Document section
NCAA To Consider a CFB Salary Cap

I have had this out for YEARS now...

1. Athletic Department spending caps on a per sport basis, set to allow competitive balance and sufficiency (rising proportionally to inflation each year) You get a set amount, so you have to decide how much you pay assistant coaches per annum, how much you pay for recruiting expenses per annum, how much of a new head coach will cost in the out years...Skill, as opposed to bigger schools outspending smaller schools being the deciding factor in championships. Sure, you still will have the taxpayer giving state schools an advantage in real property and pensions, but at least a lot more balanced then what happens now.

2. With spending capped to less of an insane level, the conferences will take a large share of their media rights money and set it aside to provide a post-playing career annuity to college athletes, with annuity value set by each relative sports revenue (Title IX may force a minimum). If an athlete passes before the athlete receives his full annuity, his/her beneficiary gets it. This way you keep the intrinsic student-athlete value that straight pay destroys, while compensating the athlete appropriately for the revenue thay have generated.

Short exercise A
Please transcribe the post about a college football salary cap in full, word for word.
The post and the rows have no connection to each other.

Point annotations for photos

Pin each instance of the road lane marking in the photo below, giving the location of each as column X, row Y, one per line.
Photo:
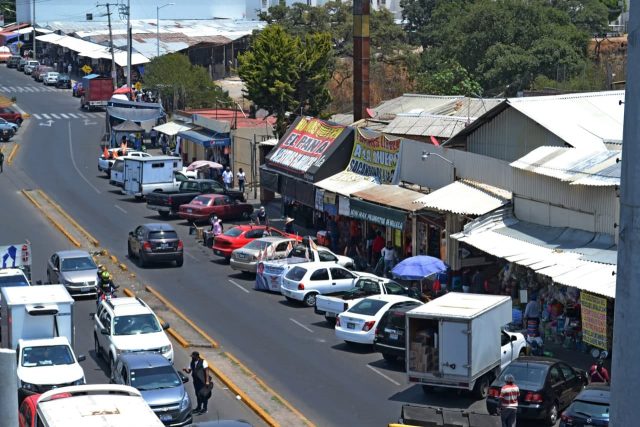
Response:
column 301, row 325
column 238, row 285
column 73, row 161
column 386, row 377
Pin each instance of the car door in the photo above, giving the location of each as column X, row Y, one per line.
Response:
column 341, row 279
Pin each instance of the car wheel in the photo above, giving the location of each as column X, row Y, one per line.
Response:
column 310, row 299
column 553, row 414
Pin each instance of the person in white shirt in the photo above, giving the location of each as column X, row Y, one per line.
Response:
column 227, row 178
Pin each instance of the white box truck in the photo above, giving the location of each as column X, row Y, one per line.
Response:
column 144, row 175
column 457, row 341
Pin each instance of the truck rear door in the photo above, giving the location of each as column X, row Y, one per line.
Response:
column 454, row 348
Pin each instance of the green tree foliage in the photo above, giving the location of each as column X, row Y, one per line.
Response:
column 285, row 73
column 182, row 85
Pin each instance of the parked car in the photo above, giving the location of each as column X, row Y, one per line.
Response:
column 238, row 236
column 51, row 78
column 358, row 324
column 75, row 270
column 547, row 386
column 206, row 206
column 155, row 243
column 161, row 386
column 126, row 325
column 246, row 258
column 589, row 408
column 63, row 82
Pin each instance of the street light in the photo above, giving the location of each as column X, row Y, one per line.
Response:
column 158, row 24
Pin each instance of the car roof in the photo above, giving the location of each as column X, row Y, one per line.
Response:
column 73, row 253
column 144, row 360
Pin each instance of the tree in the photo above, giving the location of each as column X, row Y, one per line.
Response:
column 286, row 74
column 182, row 85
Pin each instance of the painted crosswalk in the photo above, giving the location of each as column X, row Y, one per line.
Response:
column 67, row 116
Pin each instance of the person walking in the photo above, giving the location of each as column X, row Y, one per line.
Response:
column 198, row 371
column 509, row 401
column 241, row 179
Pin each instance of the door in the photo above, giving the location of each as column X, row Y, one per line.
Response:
column 454, row 348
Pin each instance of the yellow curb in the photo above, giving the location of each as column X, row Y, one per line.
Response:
column 73, row 222
column 14, row 150
column 54, row 222
column 166, row 302
column 269, row 389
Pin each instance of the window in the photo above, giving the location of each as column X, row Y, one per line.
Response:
column 321, row 274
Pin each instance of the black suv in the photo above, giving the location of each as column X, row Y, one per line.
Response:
column 156, row 242
column 390, row 334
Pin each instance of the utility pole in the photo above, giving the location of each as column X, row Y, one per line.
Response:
column 626, row 336
column 114, row 74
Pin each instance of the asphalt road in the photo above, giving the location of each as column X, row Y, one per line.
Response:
column 287, row 345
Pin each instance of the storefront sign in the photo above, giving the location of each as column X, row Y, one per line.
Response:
column 375, row 157
column 594, row 320
column 307, row 145
column 388, row 217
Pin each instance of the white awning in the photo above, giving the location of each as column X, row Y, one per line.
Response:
column 346, row 183
column 172, row 128
column 561, row 253
column 465, row 199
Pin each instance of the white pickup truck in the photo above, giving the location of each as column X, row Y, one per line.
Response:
column 331, row 306
column 270, row 273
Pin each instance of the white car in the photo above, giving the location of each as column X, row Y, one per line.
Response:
column 128, row 325
column 50, row 78
column 305, row 281
column 358, row 324
column 49, row 363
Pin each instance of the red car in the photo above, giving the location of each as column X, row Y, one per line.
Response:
column 240, row 235
column 11, row 116
column 205, row 206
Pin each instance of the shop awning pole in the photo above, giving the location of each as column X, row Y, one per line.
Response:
column 626, row 332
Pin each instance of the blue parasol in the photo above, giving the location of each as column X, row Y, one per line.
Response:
column 418, row 267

Short exercise B
Restate the rows word for word, from the line with "Pin each instance of the shop" through the end of the rows, and give only those lines.

Correct answer A
NCAA To Consider a CFB Salary Cap

I have had this out for YEARS now...

1. Athletic Department spending caps on a per sport basis, set to allow competitive balance and sufficiency (rising proportionally to inflation each year) You get a set amount, so you have to decide how much you pay assistant coaches per annum, how much you pay for recruiting expenses per annum, how much of a new head coach will cost in the out years...Skill, as opposed to bigger schools outspending smaller schools being the deciding factor in championships. Sure, you still will have the taxpayer giving state schools an advantage in real property and pensions, but at least a lot more balanced then what happens now.

2. With spending capped to less of an insane level, the conferences will take a large share of their media rights money and set it aside to provide a post-playing career annuity to college athletes, with annuity value set by each relative sports revenue (Title IX may force a minimum). If an athlete passes before the athlete receives his full annuity, his/her beneficiary gets it. This way you keep the intrinsic student-athlete value that straight pay destroys, while compensating the athlete appropriately for the revenue thay have generated.

Correct answer B
Pin each instance of the shop awning pole in the photo above, giving the location of each as column X, row Y, one per line.
Response:
column 626, row 332
Pin each instance of the blue parasol in the photo above, giving the location of each as column X, row Y, one per line.
Response:
column 418, row 267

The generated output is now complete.